*EXERCISE PROMPT*
Reproduce verbatim the line in which "the red phoenix" occurs, together with each line that follows it to the end of the listing, and nothing more.
*** Opening DATA RECORDS ***
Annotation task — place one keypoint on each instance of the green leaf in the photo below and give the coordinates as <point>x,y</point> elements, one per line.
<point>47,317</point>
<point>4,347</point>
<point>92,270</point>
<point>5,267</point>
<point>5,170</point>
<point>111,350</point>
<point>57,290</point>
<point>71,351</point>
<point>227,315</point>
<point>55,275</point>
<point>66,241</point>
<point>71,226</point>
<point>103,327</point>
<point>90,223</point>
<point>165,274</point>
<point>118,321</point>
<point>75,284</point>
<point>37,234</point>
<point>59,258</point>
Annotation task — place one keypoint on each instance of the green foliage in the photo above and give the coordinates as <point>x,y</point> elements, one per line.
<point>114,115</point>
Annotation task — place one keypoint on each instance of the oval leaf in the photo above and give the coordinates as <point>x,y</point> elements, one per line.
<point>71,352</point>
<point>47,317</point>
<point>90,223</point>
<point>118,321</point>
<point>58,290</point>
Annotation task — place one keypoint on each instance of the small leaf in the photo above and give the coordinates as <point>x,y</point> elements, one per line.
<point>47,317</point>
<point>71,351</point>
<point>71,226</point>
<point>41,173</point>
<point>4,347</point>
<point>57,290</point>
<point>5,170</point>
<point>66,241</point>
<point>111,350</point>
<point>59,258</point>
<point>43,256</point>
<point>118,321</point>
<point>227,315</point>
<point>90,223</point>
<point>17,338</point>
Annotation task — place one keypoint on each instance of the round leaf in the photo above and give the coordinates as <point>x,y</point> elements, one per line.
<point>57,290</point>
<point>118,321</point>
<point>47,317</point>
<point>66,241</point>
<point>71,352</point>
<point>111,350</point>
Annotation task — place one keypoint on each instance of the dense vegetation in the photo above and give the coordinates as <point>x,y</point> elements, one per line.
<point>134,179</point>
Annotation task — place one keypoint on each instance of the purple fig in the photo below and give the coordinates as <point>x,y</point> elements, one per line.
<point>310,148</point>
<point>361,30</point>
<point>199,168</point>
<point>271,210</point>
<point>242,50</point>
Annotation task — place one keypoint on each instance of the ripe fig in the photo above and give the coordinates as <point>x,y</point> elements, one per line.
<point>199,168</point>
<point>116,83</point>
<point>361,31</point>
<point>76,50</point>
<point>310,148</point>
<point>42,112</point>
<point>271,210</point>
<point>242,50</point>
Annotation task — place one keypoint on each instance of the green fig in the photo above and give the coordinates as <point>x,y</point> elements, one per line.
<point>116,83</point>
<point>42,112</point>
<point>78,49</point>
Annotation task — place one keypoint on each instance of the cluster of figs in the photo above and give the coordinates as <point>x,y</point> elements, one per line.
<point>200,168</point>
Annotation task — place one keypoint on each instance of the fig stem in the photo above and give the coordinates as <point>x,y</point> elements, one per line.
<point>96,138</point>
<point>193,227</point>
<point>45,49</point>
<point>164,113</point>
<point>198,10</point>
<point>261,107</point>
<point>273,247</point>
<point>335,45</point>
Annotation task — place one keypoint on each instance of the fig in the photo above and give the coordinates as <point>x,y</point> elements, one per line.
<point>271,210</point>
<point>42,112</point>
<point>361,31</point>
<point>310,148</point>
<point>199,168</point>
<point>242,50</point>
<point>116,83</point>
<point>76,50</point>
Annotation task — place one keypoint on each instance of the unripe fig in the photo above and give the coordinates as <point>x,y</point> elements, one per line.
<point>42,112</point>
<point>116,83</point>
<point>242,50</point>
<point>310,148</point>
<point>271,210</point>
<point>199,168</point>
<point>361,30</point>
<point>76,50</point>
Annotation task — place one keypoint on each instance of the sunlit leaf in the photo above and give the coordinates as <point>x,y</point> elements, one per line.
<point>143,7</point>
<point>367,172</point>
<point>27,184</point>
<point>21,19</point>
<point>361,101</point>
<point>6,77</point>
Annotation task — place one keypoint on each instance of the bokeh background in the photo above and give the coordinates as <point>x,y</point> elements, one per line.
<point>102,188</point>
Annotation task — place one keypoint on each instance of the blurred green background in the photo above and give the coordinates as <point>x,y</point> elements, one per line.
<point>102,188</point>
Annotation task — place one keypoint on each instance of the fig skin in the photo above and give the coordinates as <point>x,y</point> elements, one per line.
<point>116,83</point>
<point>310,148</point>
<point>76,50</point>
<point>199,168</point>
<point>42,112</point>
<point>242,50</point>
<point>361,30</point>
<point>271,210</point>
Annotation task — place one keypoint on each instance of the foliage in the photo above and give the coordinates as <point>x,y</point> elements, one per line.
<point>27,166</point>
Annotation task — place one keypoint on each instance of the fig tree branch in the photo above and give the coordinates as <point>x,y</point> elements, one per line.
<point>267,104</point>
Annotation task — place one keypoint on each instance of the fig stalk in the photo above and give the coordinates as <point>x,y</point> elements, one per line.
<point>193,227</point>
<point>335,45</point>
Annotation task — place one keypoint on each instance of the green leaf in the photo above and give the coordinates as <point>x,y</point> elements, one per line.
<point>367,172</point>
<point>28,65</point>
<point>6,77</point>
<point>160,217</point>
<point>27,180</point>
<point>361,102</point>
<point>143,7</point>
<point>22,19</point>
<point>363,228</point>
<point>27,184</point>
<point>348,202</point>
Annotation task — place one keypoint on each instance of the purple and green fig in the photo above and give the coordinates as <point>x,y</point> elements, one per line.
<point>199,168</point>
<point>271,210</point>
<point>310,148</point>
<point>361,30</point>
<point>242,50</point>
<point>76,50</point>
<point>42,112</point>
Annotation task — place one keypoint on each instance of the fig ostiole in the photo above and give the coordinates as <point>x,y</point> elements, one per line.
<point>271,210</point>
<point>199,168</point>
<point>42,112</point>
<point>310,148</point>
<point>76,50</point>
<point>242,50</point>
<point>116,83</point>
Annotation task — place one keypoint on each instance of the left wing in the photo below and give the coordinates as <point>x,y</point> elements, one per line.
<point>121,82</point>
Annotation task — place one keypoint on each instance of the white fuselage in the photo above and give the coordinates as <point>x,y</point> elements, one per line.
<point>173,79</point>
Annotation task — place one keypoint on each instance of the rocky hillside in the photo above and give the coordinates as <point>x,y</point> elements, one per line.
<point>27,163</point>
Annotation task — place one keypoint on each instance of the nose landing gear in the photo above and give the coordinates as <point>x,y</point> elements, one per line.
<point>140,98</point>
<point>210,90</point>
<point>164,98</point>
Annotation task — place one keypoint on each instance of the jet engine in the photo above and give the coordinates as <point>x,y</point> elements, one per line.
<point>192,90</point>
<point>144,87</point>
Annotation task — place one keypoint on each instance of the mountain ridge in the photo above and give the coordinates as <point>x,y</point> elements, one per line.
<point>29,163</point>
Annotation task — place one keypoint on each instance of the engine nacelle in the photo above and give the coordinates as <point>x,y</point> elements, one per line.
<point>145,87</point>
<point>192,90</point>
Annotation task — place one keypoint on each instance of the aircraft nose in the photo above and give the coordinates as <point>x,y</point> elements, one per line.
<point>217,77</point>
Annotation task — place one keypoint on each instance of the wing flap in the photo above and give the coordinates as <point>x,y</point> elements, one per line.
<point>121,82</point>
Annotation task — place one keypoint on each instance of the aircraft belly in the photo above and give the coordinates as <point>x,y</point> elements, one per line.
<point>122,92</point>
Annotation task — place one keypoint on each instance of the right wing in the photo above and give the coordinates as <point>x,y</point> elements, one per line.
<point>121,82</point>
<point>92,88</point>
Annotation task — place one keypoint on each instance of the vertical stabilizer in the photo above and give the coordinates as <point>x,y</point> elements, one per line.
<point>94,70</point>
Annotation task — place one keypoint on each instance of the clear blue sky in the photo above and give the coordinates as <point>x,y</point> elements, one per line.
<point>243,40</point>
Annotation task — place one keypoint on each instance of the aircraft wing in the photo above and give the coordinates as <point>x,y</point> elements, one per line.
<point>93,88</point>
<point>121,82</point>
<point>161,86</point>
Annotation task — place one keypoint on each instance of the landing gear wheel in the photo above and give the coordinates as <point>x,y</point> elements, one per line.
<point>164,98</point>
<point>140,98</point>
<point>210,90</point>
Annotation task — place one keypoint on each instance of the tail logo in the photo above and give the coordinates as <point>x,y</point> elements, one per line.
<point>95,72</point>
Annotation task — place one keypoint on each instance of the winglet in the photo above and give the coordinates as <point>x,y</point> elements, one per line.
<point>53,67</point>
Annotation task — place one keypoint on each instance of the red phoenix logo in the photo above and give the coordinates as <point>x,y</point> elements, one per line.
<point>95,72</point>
*** Closing DATA RECORDS ***
*RESPONSE TO THE TASK*
Annotation task — place one keypoint on each instance of the red phoenix logo in the photo above and give the coordinates as <point>x,y</point> elements, one per line.
<point>95,72</point>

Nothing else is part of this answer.